Pick out each line of the listing below that contains the string "tower", and copy those lines unchanged.

» **Given data**:
--

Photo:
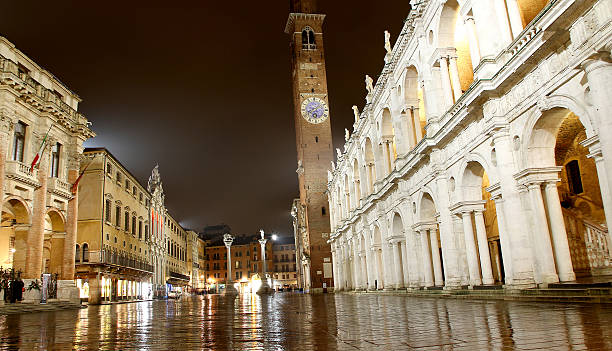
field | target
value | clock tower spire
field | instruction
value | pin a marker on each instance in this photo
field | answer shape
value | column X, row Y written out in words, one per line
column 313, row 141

--

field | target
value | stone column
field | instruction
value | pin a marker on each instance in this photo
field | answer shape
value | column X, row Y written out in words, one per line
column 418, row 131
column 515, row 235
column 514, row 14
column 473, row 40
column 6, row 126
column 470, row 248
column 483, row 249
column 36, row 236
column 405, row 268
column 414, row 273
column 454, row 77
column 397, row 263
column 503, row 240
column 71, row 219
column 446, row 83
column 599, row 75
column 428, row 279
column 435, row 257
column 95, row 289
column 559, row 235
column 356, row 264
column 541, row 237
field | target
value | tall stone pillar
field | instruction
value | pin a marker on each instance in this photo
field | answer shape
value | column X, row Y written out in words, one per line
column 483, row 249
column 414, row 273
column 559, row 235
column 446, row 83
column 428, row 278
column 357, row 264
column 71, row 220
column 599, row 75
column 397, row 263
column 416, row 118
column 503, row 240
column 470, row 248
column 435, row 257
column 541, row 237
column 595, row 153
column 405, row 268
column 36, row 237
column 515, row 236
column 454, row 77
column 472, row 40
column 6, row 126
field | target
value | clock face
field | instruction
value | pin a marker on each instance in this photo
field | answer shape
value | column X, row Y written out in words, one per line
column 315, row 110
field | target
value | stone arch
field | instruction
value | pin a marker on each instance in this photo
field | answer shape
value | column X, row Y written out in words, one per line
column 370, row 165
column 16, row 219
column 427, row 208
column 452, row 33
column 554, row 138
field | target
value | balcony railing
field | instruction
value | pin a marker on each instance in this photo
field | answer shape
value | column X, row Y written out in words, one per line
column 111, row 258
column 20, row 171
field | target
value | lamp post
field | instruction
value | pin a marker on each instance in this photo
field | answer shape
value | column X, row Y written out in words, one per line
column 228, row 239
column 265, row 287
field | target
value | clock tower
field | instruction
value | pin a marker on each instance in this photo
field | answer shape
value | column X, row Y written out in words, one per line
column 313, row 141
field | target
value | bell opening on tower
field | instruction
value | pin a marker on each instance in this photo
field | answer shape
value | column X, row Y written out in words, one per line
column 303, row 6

--

» **Task result**:
value | clock tower spire
value | clock tower
value | bell opening on tower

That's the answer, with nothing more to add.